● DOCUMENT EXCERPT:
=====
Towards a Taxonomy of Theories in Software Engineering / Erste Schritte zu einer Taxonomie für Theorien im Software Engineering (Bachelor- oder Masterarbeit)

09 Aug 2023 - 17:03 | Version 6 | UnknownUser

Advisor: Lutz Prechelt. The difficulty level of this topic for a Bachelor thesis is high (but you will learn a lot). It is very well-suited for a Master thesis, because it offers a lot of possibilities.

This page is in English to help possible international collaboration. The thesis can be written in English or German as you like.

Towards a Taxonomy of Theories in Software Engineering / Erste Schritte zu einer Taxonomie für Theorien im Software Engineering (Bachelor- oder Masterarbeit)

Background

Theory (as an approach to structuring a discipline and research work in that discipline) and theories (as concrete outcomes of that approach) play an important role in any natural science, social science, or engineering subject [!!!]. In software engineering (SE), work towards theories, let alone work that uses software engineering theories, is still in its infancy.

For improving this situation, it would likely be useful to collect existing theories, proto-theories (conjectures, hypotheses, etc.), and theory fragments so that researchers can more easily obtain an overview of what exists in order to decide whether they want to use some of that (and build upon it) or want to participate in forming or validating a theory or proto-theory.

Such a collection, however, will quickly become incomprehensible unless there is a good mechanism by which one can easily find all theories that have some property or properties of interest by means of some kind of search dialog and/or browsing.
=====
● RECORD SET:
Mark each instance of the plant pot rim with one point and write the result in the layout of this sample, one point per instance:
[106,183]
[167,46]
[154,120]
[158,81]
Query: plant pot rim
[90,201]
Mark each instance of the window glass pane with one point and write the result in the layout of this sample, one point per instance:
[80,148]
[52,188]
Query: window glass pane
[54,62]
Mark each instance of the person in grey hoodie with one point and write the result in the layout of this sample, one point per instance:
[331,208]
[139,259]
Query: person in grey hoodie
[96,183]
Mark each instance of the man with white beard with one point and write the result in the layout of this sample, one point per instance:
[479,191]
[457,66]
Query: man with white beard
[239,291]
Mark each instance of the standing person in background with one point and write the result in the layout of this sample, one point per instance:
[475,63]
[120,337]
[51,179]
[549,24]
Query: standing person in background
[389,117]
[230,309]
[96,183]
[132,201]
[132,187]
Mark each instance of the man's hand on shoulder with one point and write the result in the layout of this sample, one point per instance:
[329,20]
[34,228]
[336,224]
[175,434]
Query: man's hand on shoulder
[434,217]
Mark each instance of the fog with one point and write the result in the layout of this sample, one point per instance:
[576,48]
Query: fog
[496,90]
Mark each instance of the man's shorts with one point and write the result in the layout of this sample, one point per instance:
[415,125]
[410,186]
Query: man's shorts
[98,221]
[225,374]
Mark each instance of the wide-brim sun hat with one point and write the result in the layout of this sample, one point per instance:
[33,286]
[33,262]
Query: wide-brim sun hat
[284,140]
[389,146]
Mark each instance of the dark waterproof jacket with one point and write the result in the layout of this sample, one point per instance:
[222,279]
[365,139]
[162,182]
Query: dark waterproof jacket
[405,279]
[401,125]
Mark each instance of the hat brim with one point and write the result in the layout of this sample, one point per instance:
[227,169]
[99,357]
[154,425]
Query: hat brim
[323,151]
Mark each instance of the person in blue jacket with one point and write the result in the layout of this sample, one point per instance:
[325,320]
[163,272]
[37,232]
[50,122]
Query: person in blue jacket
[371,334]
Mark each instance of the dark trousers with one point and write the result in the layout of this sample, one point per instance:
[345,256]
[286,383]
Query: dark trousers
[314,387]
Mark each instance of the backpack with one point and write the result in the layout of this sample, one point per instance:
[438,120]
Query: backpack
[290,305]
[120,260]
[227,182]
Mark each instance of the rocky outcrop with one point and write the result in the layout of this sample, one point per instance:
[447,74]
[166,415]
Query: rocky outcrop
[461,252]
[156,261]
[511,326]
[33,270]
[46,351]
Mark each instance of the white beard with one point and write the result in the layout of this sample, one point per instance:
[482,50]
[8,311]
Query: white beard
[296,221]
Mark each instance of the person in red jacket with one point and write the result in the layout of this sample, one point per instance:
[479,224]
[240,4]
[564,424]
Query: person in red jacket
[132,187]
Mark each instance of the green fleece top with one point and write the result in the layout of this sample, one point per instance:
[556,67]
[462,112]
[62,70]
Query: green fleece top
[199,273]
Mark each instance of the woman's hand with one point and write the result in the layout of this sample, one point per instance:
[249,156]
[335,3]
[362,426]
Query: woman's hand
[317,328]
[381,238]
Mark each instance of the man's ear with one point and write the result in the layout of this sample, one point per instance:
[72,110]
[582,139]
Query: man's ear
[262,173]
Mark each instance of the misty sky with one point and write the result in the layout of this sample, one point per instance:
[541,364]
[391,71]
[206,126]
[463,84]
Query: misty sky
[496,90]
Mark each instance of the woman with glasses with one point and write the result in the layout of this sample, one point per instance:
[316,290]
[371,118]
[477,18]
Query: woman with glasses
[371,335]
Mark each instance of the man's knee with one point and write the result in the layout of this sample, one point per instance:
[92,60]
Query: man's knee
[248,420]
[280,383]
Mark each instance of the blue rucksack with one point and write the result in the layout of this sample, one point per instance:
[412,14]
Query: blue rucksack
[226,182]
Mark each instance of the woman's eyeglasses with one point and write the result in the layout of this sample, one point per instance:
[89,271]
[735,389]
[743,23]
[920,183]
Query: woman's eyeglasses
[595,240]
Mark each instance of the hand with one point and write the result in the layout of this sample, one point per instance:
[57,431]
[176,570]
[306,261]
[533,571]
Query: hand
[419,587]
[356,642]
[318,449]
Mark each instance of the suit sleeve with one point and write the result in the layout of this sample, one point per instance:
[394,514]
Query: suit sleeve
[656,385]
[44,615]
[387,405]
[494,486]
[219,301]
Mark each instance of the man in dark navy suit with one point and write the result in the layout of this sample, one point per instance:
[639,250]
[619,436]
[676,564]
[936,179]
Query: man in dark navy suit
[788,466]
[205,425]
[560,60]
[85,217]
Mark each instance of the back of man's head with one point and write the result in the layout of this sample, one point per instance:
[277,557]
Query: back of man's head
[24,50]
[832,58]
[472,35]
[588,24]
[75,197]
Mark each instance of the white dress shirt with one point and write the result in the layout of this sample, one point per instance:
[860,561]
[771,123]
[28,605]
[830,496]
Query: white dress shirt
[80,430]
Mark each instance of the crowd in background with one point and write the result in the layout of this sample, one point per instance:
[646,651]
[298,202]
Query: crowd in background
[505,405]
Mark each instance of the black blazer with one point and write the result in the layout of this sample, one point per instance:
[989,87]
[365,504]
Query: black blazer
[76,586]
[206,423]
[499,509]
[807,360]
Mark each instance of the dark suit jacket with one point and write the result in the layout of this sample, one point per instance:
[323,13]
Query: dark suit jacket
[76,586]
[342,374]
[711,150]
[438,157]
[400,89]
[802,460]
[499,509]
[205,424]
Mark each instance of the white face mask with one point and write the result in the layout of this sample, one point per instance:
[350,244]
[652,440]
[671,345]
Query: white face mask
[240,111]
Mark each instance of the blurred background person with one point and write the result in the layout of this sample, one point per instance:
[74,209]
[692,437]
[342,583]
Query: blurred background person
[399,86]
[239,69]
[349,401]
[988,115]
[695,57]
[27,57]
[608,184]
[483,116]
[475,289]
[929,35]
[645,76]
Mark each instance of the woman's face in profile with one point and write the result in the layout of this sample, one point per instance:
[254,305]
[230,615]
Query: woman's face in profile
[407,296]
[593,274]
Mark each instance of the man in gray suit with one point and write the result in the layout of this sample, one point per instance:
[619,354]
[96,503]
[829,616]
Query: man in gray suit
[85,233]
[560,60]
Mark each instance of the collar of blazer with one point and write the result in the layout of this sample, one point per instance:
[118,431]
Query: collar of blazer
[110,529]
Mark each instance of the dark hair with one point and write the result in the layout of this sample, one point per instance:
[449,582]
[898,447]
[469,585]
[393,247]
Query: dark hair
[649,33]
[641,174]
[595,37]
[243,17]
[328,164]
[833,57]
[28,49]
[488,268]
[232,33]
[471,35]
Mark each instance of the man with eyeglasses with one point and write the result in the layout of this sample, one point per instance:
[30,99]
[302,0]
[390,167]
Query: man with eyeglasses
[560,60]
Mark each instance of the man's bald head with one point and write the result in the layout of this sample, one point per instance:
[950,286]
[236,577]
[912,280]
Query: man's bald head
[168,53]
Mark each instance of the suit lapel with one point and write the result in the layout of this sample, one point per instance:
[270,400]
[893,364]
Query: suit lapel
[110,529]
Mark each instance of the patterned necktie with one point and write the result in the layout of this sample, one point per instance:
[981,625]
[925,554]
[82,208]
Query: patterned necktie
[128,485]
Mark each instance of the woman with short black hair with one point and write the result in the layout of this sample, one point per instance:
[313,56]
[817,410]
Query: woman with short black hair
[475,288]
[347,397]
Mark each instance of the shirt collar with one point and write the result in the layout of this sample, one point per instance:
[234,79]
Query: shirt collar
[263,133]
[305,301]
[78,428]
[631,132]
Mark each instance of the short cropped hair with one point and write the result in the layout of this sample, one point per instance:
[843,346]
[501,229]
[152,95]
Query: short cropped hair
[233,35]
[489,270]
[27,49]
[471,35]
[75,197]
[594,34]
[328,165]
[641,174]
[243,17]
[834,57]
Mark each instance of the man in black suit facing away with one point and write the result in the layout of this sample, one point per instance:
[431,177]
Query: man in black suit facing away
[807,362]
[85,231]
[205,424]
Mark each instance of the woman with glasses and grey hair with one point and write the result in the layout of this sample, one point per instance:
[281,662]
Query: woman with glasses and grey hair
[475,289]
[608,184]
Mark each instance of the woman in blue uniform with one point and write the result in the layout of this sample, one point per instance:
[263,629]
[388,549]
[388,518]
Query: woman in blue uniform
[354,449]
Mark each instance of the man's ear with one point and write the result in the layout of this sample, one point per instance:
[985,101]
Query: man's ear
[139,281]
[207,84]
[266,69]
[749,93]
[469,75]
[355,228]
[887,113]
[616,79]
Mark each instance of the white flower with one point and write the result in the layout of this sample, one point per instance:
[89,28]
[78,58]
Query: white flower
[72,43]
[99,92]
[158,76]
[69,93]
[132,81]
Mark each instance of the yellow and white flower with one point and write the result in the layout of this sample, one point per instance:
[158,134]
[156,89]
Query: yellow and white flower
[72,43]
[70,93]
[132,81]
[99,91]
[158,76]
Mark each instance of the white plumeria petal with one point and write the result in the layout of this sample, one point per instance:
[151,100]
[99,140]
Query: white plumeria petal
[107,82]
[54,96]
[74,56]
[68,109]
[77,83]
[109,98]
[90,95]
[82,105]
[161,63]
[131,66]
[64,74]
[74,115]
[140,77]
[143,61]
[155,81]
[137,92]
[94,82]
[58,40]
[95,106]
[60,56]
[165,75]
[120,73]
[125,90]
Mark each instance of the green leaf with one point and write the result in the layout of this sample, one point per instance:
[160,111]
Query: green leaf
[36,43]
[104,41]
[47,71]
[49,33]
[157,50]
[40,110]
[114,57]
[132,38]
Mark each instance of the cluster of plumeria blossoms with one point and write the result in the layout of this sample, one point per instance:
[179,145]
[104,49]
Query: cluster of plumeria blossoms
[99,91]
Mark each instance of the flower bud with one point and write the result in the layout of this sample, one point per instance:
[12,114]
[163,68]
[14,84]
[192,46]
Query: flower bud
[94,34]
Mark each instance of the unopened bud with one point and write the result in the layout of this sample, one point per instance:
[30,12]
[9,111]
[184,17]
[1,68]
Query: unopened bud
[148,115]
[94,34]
=====
● TASKS AND EXERCISES:
1. In the thesis topic page, rewrite the paragraph beginning "For improving this situation" as a shorter bulleted list that keeps its main facts.
2. From the thesis topic page, transcribe the stretch from "Advisor: Lutz Prechelt." through "in its infancy." word for word.
3. Go on with the thesis topic page from its final sentence, keeping the same tone.

● PER-TASK OUTPUTS:
1.
- Collecting existing software engineering theories, proto-theories (conjectures, hypotheses, etc.), and theory fragments would likely help.
- Such a collection would let researchers more easily get an overview of what exists.
- With that overview, they could decide whether to use and build on some of it.
- They could also decide whether to take part in forming or validating a theory or proto-theory.

2.
Advisor: Lutz Prechelt. The difficulty level of this topic for a Bachelor thesis is high (but you will learn a lot). It is very well-suited for a Master thesis, because it offers a lot of possibilities.

This page is in English to help possible international collaboration. The thesis can be written in English or German as you like.

Towards a Taxonomy of Theories in Software Engineering / Erste Schritte zu einer Taxonomie für Theorien im Software Engineering (Bachelor- oder Masterarbeit)

Background

Theory (as an approach to structuring a discipline and research work in that discipline) and theories (as concrete outcomes of that approach) play an important role in any natural science, social science, or engineering subject [!!!]. In software engineering (SE), work towards theories, let alone work that uses software engineering theories, is still in its infancy.

3.
Goal

In this work, you will

collect a set of theories and theory-oids (coming from software engineering or coming from some other field but having been used in software engineering),
write a short version ("theory abstract") of each,
based on a small, existing upper-level ontology, prototypically develop an SE-specific mid-level ontology that allows to approximately describe the content of the theory abstracts,
model the theories (or at least many of them) in this manner, and
provide these models together with the underlying SE-specific mid-level ontology in OWL format.
In the unlikely event that some time remains, we could a) validate the models, b) perform a usability test, and c) develop a workflow (with continuous integration) for extending the collection in the future.

The goal of the models is not to represent the theories with maximal accuracy. The goal is to make the models easy to create, with just enough detail that searching and browsing the collection can be supported well.

Suggestions for the approach

Not necessarily in exactly this order.

Familiarize yourself with Description Logic as a basis for knowledge representation. E.g. read chapters 1, 2, and 8 of "An Introduction to Description Logic".
Acquaint yourself with some software engineering theories (see "Starting points" below and pick for example two theories at random from each of the first three categories) to get a feel for what theories are talking about and how. Pay particular attention to the distinction between key properties of a theory as opposed to mere details.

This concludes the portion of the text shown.